Gather every line in the entries below that contains the word "would", and copy each one out in full.

Data supplied start

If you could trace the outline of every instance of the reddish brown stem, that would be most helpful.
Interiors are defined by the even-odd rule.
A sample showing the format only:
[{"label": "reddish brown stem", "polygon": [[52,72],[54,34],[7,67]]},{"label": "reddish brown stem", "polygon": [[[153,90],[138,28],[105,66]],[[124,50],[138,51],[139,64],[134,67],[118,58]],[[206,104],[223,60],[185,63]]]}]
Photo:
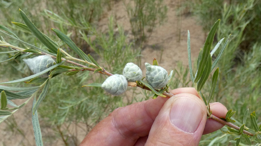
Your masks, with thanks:
[{"label": "reddish brown stem", "polygon": [[[0,47],[4,47],[4,46],[0,46]],[[14,50],[16,50],[14,48],[13,48]],[[41,53],[41,54],[42,55],[48,55],[48,56],[50,56],[52,58],[54,58],[54,59],[56,59],[56,56],[52,56],[52,55],[50,55],[48,54],[47,54],[46,53],[44,53],[43,52],[42,52]],[[66,60],[66,59],[64,59],[64,58],[62,58],[62,60]],[[94,71],[96,69],[96,68],[87,68],[88,67],[87,66],[85,65],[83,65],[82,64],[79,64],[79,63],[77,63],[76,62],[74,62],[72,61],[71,61],[67,60],[66,61],[66,62],[69,63],[71,63],[71,64],[74,64],[75,65],[76,65],[78,66],[80,66],[80,67],[82,67],[83,68],[84,68],[84,69],[82,69],[82,71],[88,70],[89,71],[91,71],[91,72],[94,72]],[[104,74],[104,75],[106,75],[107,76],[112,76],[112,75],[113,75],[113,74],[111,74],[111,73],[110,73],[110,72],[107,72],[107,71],[106,71],[106,70],[105,70],[105,69],[104,69],[104,68],[102,68],[102,69],[103,70],[103,71],[99,71],[98,72],[98,72],[98,73],[99,73],[100,74]],[[75,70],[76,70],[76,69],[75,69]],[[151,90],[149,88],[147,87],[146,87],[145,86],[143,86],[143,87],[142,87],[141,86],[137,85],[137,87],[139,87],[141,88],[142,89],[144,89],[145,90],[148,90],[149,91],[151,91]],[[156,91],[159,91],[158,90],[156,90]],[[174,95],[174,95],[172,93],[171,93],[167,92],[164,92],[164,93],[163,93],[162,94],[163,94],[163,95],[166,96],[166,97],[167,97],[167,98],[170,98],[170,97],[171,97],[173,96]],[[210,118],[213,119],[214,120],[215,120],[216,121],[217,121],[221,123],[222,123],[222,124],[223,124],[224,125],[227,125],[229,127],[231,127],[235,128],[235,129],[236,129],[237,130],[239,130],[239,129],[240,128],[240,127],[239,127],[238,126],[236,126],[235,125],[231,123],[227,122],[226,121],[225,121],[221,119],[220,118],[219,118],[217,117],[216,117],[216,116],[215,116],[214,115],[210,115],[209,116],[209,117]],[[246,130],[244,130],[243,131],[243,133],[244,134],[247,134],[249,135],[250,135],[250,136],[253,136],[254,135],[254,134],[253,134],[252,133],[251,133],[250,132],[248,132]]]},{"label": "reddish brown stem", "polygon": [[[214,119],[221,123],[222,123],[224,125],[227,125],[231,127],[232,128],[238,130],[239,130],[239,129],[240,128],[240,127],[239,127],[236,126],[235,125],[233,124],[230,122],[227,122],[227,121],[225,121],[219,118],[219,117],[216,117],[214,115],[210,115],[209,116],[209,117],[212,119]],[[252,133],[247,131],[246,130],[243,130],[243,133],[246,134],[247,134],[251,136],[253,136],[254,135]]]}]

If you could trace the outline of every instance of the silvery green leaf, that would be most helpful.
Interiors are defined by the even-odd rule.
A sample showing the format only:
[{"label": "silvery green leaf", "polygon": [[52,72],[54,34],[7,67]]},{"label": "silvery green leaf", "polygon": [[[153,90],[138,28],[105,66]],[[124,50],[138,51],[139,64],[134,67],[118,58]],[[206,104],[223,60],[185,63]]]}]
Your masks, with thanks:
[{"label": "silvery green leaf", "polygon": [[31,32],[31,30],[30,29],[28,28],[28,27],[27,27],[27,26],[23,23],[19,23],[18,22],[11,22],[13,24],[14,24],[15,25],[20,27],[22,28],[22,29],[29,31],[29,32]]},{"label": "silvery green leaf", "polygon": [[49,88],[49,85],[50,85],[49,80],[50,79],[49,78],[47,79],[42,93],[40,94],[39,97],[38,98],[38,99],[37,99],[37,100],[36,101],[36,103],[34,106],[34,108],[33,108],[33,114],[34,114],[36,111],[38,109],[38,107],[39,107],[39,105],[40,105],[40,104],[44,100],[47,94],[48,90]]},{"label": "silvery green leaf", "polygon": [[57,66],[59,66],[60,65],[61,65],[63,62],[65,62],[66,61],[66,60],[63,60],[63,61],[61,62],[56,64],[54,65],[53,65],[52,66],[42,71],[42,72],[37,73],[37,74],[33,74],[31,76],[28,76],[27,77],[26,77],[25,78],[24,78],[22,79],[19,79],[18,80],[14,80],[13,81],[9,81],[8,82],[3,82],[2,83],[0,83],[0,84],[11,84],[11,83],[18,83],[18,82],[24,82],[26,80],[30,80],[30,79],[34,78],[38,76],[39,76],[40,75],[41,75],[43,74],[44,74],[50,71],[50,70],[53,69],[54,68],[55,68]]},{"label": "silvery green leaf", "polygon": [[[32,108],[32,111],[33,110],[34,105],[35,104],[35,98],[34,99],[33,102],[33,106]],[[34,114],[32,112],[32,123],[33,123],[33,128],[34,133],[34,137],[35,138],[35,143],[37,146],[43,146],[42,140],[42,132],[41,132],[41,129],[40,128],[40,124],[39,124],[39,121],[38,120],[38,115],[37,114],[37,110],[35,111]]]},{"label": "silvery green leaf", "polygon": [[101,87],[102,84],[96,83],[92,83],[81,86],[83,87]]},{"label": "silvery green leaf", "polygon": [[0,110],[0,115],[11,115],[12,112],[7,111],[1,111]]},{"label": "silvery green leaf", "polygon": [[7,98],[4,91],[1,92],[1,109],[4,110],[7,106]]},{"label": "silvery green leaf", "polygon": [[139,82],[140,82],[142,84],[144,85],[144,86],[149,88],[151,90],[151,91],[155,94],[157,95],[158,95],[158,96],[159,96],[162,97],[166,97],[166,96],[163,95],[163,94],[161,94],[161,93],[159,93],[159,92],[157,92],[157,91],[155,90],[155,89],[153,89],[153,88],[152,88],[152,87],[149,84],[145,82],[142,80],[141,80]]},{"label": "silvery green leaf", "polygon": [[27,17],[25,13],[21,9],[19,9],[21,17],[25,24],[28,27],[33,34],[45,46],[46,46],[51,52],[56,54],[58,49],[54,42],[41,32]]},{"label": "silvery green leaf", "polygon": [[211,51],[211,52],[210,52],[210,55],[211,55],[211,56],[212,56],[212,55],[213,55],[213,54],[214,54],[214,53],[215,53],[215,52],[217,51],[217,50],[218,47],[219,47],[219,46],[220,45],[220,44],[221,44],[221,43],[223,41],[223,40],[225,38],[222,38],[222,39],[219,41],[219,42],[217,42],[217,44],[216,45],[216,46],[215,46],[215,47],[214,47],[214,48],[213,49],[213,50]]},{"label": "silvery green leaf", "polygon": [[190,78],[192,83],[194,84],[194,76],[193,75],[193,71],[192,70],[192,65],[191,63],[191,52],[190,50],[190,36],[189,31],[188,30],[188,67],[189,68],[189,72]]},{"label": "silvery green leaf", "polygon": [[249,109],[248,108],[246,110],[246,111],[245,112],[245,114],[244,114],[244,116],[243,117],[243,124],[245,124],[246,123],[246,119],[247,117],[247,116],[248,115],[248,111],[249,110]]},{"label": "silvery green leaf", "polygon": [[43,82],[46,80],[48,78],[41,78],[40,77],[36,77],[31,80],[28,82],[24,82],[26,84],[36,84]]},{"label": "silvery green leaf", "polygon": [[168,82],[168,73],[159,66],[151,65],[145,63],[146,80],[154,89],[161,89],[166,86]]},{"label": "silvery green leaf", "polygon": [[128,84],[125,76],[116,74],[107,78],[102,85],[102,88],[113,95],[118,96],[127,90]]},{"label": "silvery green leaf", "polygon": [[[197,71],[197,75],[195,78],[194,82],[195,83],[197,82],[201,78],[202,74],[203,73],[203,72],[204,70],[205,67],[207,65],[206,62],[209,59],[208,58],[209,58],[209,56],[210,54],[210,49],[213,42],[214,36],[215,35],[216,31],[219,25],[220,22],[220,19],[219,19],[215,23],[209,33],[209,35],[205,42],[205,44],[204,47],[203,48],[203,50],[202,52],[202,58],[199,62],[198,68]],[[211,66],[210,67],[211,68]]]},{"label": "silvery green leaf", "polygon": [[142,78],[141,70],[137,65],[131,62],[128,63],[125,65],[122,75],[126,77],[128,82],[135,82]]},{"label": "silvery green leaf", "polygon": [[[23,60],[34,74],[40,72],[51,66],[54,62],[54,61],[51,56],[47,55],[40,55]],[[48,77],[48,73],[41,76],[41,77],[43,78]]]}]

Data supplied end

**Task output**.
If you could trace the outline of every instance of the reddish brown stem, that would be most helpful.
If you could trace the outline of every instance of the silvery green leaf, that would be most helpful.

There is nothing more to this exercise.